■ Request 1
Copy everything in the enterprise consolidation text from "Who has the" down to "separate the enterprise.", reproducing it word for word.
■ Request 2
Extend the passage on authority over enterprise consolidation with the next part, starting after its final sentence.

■ Provided text
-*-

Who has the authority to make decisions on consolidation of enterprises with 100% charter capital held by the State?
The authority to make decisions on consolidation of enterprises is specified in Article 15 of Decree 23/2022/ND-CP as follows:
Authority to make decisions on consolidation, merger, division, and separation of enterprises
1. In the case of consolidation, merger, division, or separation of an enterprise decided to be established or assigned to manage by the same individual or agency (hereinafter referred to as the agency or individual deciding on the establishment), the agency or individual that decided to establish the enterprise shall issue a decision to consolidate, merge, divide, or separate the enterprise.
2. In case of merger of enterprises decided to establish by different individuals or agencies, the individual or agency deciding to establish the merged company shall issue the merger decision on the basis of the written agreement of the agency or individual deciding to establish the merged company. In cases where the company receiving the merger or being merged is an enterprise established by the Prime Minister’s decision, the Prime Minister shall issue a merger decision.
3. In case of consolidation of enterprises decided to be established by different individuals or agencies, the agency assigned by the Prime Minister to exercise the rights and obligations of the representative of the owner of the consolidated company shall make the decision to consolidate. In case of consolidation of an enterprise established by the Prime Minister’s decision, the Prime Minister shall issue a decision to consolidate.

-*-

■ Data lines

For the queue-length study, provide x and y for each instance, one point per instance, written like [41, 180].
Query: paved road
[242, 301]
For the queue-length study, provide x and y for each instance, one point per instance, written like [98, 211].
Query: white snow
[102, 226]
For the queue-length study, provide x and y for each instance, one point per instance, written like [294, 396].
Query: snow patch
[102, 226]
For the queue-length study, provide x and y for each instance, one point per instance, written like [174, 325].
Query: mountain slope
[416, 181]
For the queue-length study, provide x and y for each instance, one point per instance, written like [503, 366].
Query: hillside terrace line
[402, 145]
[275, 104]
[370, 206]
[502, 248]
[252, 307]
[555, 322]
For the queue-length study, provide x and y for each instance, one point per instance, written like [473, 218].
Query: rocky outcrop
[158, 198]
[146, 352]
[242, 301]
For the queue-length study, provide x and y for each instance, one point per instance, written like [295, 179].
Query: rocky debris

-*-

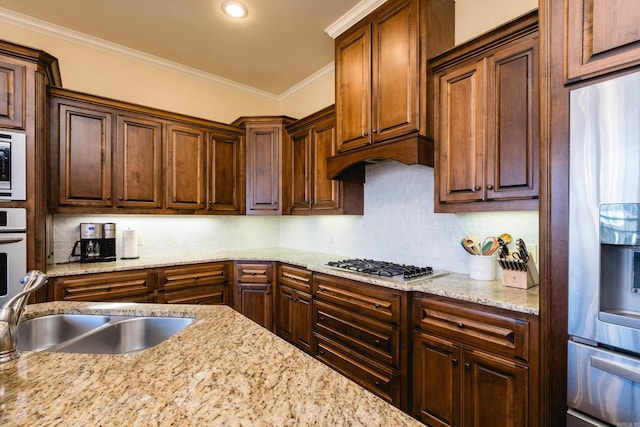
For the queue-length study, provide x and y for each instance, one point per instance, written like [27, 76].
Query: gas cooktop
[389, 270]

-*-

■ Final answer 1
Who has the authority to make decisions on consolidation of enterprises with 100% charter capital held by the State?
The authority to make decisions on consolidation of enterprises is specified in Article 15 of Decree 23/2022/ND-CP as follows:
Authority to make decisions on consolidation, merger, division, and separation of enterprises
1. In the case of consolidation, merger, division, or separation of an enterprise decided to be established or assigned to manage by the same individual or agency (hereinafter referred to as the agency or individual deciding on the establishment), the agency or individual that decided to establish the enterprise shall issue a decision to consolidate, merge, divide, or separate the enterprise.

■ Final answer 2
Thus, the authority to make decisions on consolidation of enterprises with 100% charter capital held by the State is specifically stipulated in each of the following cases:
(1) In case of consolidation of an enterprise decided to be established or assigned to manage by the same individual or agency, the agency or individual that decided to establish the enterprise shall issue a decision to consolidate the enterprise.
(2) In case of consolidation of enterprises decided to be established by different individuals or agencies, the agency assigned by the Prime Minister to exercise the rights and obligations of the representative of the owner of the consolidated company shall make the decision to consolidate.
(3) In case of consolidation of enterprises established by decision of the Prime Minister, the Prime Minister shall issue a decision on consolidation.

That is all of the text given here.